→ **Exercise aim**
Repeat each row below word for word, leaving out the pictures.

• • • •

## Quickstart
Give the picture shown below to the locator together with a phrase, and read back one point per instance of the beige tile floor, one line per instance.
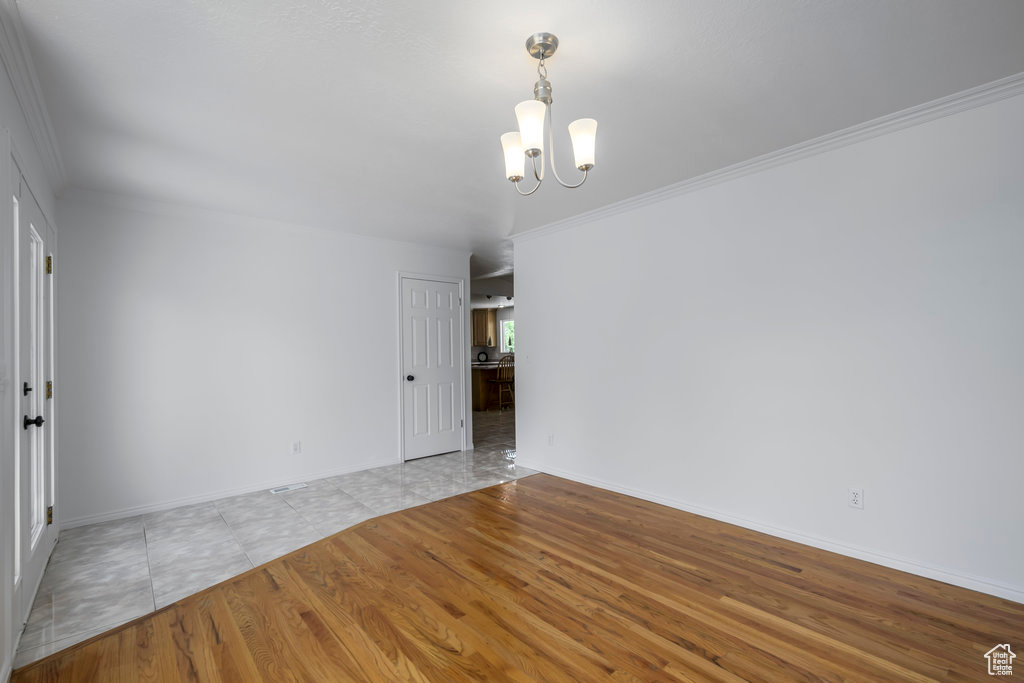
(101, 575)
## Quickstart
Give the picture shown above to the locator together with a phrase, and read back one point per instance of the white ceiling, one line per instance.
(382, 117)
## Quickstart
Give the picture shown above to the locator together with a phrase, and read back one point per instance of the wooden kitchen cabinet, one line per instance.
(484, 324)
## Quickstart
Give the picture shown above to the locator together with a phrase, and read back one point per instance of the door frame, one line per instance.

• • • •

→ **Solution to the problem**
## Quickstart
Give the picture shown below to the locator together with a phrase, and read back one point per instance of the beige tile floor, one line per instance.
(101, 575)
## Quickstart
Give the picture shown above to the locator together with a phrase, and read back one point per instance of the white ceiling, one line per instance.
(382, 117)
## Quickstart
Give the picture shown above to the locator together with a phrase, and read back one point per instance of the wooden kitchen cabinet, one line per instance.
(484, 324)
## Quickstart
Give the picture shown above to the locator together with a phrase, and read back one point per instance of the door frame, one line per instance.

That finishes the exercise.